Problem requirements> Reproduce the material from its start through the line containing "top-left (35, 81), bottom-right (106, 132)", renaming "building facade" to "storefront" and leaving everything else unchanged. Omit the pictures.

Extracted records
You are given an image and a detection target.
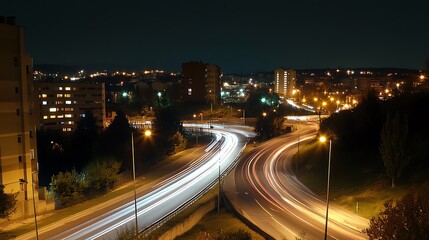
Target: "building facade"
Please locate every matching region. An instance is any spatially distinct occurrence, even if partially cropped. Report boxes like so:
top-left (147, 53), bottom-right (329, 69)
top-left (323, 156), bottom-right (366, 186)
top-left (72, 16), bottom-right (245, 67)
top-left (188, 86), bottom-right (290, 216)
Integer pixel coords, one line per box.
top-left (35, 81), bottom-right (106, 132)
top-left (274, 68), bottom-right (296, 98)
top-left (0, 17), bottom-right (38, 218)
top-left (181, 61), bottom-right (221, 106)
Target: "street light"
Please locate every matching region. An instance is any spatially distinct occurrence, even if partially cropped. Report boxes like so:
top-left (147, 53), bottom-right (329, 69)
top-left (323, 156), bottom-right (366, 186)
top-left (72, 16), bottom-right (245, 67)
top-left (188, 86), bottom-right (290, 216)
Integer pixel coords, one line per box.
top-left (131, 132), bottom-right (139, 236)
top-left (194, 114), bottom-right (198, 145)
top-left (31, 171), bottom-right (39, 240)
top-left (238, 109), bottom-right (246, 126)
top-left (158, 92), bottom-right (162, 107)
top-left (217, 140), bottom-right (222, 215)
top-left (319, 136), bottom-right (332, 240)
top-left (131, 130), bottom-right (152, 236)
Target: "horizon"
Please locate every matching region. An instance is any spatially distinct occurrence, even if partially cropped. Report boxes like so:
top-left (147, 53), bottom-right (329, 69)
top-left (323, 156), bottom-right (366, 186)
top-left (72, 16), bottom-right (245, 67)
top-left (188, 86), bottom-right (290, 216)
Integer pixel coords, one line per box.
top-left (4, 0), bottom-right (429, 73)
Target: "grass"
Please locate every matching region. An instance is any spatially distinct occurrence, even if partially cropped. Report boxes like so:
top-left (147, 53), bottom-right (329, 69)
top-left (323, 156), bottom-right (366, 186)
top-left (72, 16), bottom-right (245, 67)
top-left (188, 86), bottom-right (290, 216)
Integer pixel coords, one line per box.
top-left (148, 187), bottom-right (264, 240)
top-left (148, 144), bottom-right (264, 240)
top-left (0, 148), bottom-right (207, 239)
top-left (176, 208), bottom-right (264, 240)
top-left (298, 141), bottom-right (412, 219)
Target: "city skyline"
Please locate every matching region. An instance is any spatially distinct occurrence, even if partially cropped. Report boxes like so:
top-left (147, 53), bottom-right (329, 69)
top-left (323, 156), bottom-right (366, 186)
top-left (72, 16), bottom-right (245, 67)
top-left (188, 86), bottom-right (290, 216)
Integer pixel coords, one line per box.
top-left (0, 0), bottom-right (429, 73)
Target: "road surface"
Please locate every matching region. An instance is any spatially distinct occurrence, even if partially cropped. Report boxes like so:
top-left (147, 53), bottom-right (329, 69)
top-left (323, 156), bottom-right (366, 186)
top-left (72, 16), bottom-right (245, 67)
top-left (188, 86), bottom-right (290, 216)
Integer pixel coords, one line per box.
top-left (223, 123), bottom-right (368, 239)
top-left (17, 126), bottom-right (248, 239)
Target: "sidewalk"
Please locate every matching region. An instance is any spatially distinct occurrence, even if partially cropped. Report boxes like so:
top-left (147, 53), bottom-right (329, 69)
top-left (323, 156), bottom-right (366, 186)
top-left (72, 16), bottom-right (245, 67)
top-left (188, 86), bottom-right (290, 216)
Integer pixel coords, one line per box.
top-left (0, 146), bottom-right (205, 239)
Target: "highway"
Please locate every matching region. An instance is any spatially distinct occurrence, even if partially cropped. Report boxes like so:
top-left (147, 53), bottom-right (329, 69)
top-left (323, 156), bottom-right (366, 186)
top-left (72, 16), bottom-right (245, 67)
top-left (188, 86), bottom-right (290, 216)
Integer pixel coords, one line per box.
top-left (17, 125), bottom-right (251, 239)
top-left (223, 123), bottom-right (369, 239)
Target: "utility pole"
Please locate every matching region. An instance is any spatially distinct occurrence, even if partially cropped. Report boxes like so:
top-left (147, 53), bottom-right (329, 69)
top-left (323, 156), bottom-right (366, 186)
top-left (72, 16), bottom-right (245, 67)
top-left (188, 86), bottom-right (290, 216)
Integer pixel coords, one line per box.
top-left (131, 133), bottom-right (139, 236)
top-left (217, 140), bottom-right (222, 215)
top-left (31, 172), bottom-right (39, 240)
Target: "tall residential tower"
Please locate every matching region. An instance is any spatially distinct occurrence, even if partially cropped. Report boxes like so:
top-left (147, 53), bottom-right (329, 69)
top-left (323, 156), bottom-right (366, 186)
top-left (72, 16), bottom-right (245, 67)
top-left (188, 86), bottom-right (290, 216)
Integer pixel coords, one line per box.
top-left (0, 17), bottom-right (38, 219)
top-left (274, 68), bottom-right (296, 98)
top-left (181, 62), bottom-right (221, 105)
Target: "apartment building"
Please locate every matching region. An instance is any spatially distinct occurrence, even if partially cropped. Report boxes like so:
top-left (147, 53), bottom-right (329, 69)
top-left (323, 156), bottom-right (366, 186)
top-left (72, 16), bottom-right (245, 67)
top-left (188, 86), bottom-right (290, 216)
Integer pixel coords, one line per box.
top-left (35, 80), bottom-right (106, 132)
top-left (0, 16), bottom-right (38, 219)
top-left (274, 68), bottom-right (296, 98)
top-left (181, 61), bottom-right (221, 106)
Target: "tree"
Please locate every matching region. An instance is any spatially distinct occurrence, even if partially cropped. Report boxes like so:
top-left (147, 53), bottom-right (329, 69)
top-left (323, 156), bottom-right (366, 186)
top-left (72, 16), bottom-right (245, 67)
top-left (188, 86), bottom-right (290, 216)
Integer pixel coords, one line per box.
top-left (68, 111), bottom-right (98, 170)
top-left (98, 111), bottom-right (132, 165)
top-left (0, 185), bottom-right (18, 218)
top-left (255, 111), bottom-right (284, 139)
top-left (82, 158), bottom-right (121, 191)
top-left (379, 113), bottom-right (408, 188)
top-left (155, 106), bottom-right (183, 154)
top-left (364, 185), bottom-right (429, 240)
top-left (51, 169), bottom-right (84, 207)
top-left (170, 131), bottom-right (188, 153)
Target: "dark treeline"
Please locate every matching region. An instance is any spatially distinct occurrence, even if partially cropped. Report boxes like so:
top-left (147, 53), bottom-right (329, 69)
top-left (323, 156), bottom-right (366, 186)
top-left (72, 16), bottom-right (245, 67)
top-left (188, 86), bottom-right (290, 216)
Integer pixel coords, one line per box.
top-left (37, 108), bottom-right (182, 186)
top-left (320, 92), bottom-right (429, 186)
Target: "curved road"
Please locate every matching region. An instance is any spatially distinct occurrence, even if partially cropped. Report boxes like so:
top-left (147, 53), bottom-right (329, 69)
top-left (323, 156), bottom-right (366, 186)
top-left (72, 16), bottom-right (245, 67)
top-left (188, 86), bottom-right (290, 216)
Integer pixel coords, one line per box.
top-left (223, 123), bottom-right (368, 239)
top-left (17, 126), bottom-right (248, 239)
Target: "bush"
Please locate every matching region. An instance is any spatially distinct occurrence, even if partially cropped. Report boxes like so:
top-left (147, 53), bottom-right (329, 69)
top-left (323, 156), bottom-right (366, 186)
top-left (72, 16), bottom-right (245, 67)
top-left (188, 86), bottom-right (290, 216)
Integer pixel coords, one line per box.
top-left (82, 158), bottom-right (121, 191)
top-left (364, 185), bottom-right (429, 240)
top-left (196, 229), bottom-right (252, 240)
top-left (0, 185), bottom-right (18, 218)
top-left (51, 169), bottom-right (84, 207)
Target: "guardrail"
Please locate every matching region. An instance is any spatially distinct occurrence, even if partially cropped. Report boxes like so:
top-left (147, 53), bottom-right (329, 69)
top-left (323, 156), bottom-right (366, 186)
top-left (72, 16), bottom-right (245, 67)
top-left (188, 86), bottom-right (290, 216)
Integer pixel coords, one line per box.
top-left (139, 135), bottom-right (242, 237)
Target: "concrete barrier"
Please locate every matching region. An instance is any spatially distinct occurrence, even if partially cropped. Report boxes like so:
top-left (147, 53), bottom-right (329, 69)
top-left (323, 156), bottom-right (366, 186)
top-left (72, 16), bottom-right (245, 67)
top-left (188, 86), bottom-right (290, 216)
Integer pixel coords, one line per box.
top-left (157, 199), bottom-right (216, 240)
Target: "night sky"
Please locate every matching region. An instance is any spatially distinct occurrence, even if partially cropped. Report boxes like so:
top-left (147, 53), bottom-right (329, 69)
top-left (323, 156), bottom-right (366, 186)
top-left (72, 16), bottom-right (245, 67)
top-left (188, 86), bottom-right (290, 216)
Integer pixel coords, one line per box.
top-left (0, 0), bottom-right (429, 73)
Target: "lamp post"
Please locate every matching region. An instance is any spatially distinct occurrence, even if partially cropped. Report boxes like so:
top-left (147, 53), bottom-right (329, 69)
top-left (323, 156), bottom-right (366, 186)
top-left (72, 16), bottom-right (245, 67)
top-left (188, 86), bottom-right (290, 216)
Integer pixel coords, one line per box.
top-left (243, 108), bottom-right (246, 126)
top-left (194, 114), bottom-right (198, 145)
top-left (158, 92), bottom-right (162, 107)
top-left (31, 172), bottom-right (39, 240)
top-left (319, 136), bottom-right (332, 240)
top-left (217, 140), bottom-right (222, 215)
top-left (131, 130), bottom-right (152, 236)
top-left (131, 132), bottom-right (139, 236)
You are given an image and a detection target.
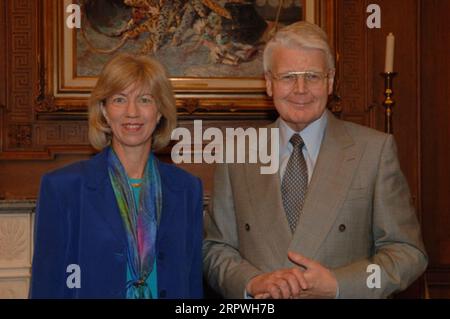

Response for this exercise>
You are given an image and a detection target.
Target: "storefront"
Please locate every matching region. An instance is any spatially distinct occurrence, even if partially cropped. Report boxes like so:
top-left (147, 53), bottom-right (329, 69)
top-left (323, 156), bottom-right (366, 186)
top-left (72, 16), bottom-right (245, 67)
top-left (188, 86), bottom-right (290, 216)
Integer pixel coords, one line per box.
top-left (35, 81), bottom-right (106, 132)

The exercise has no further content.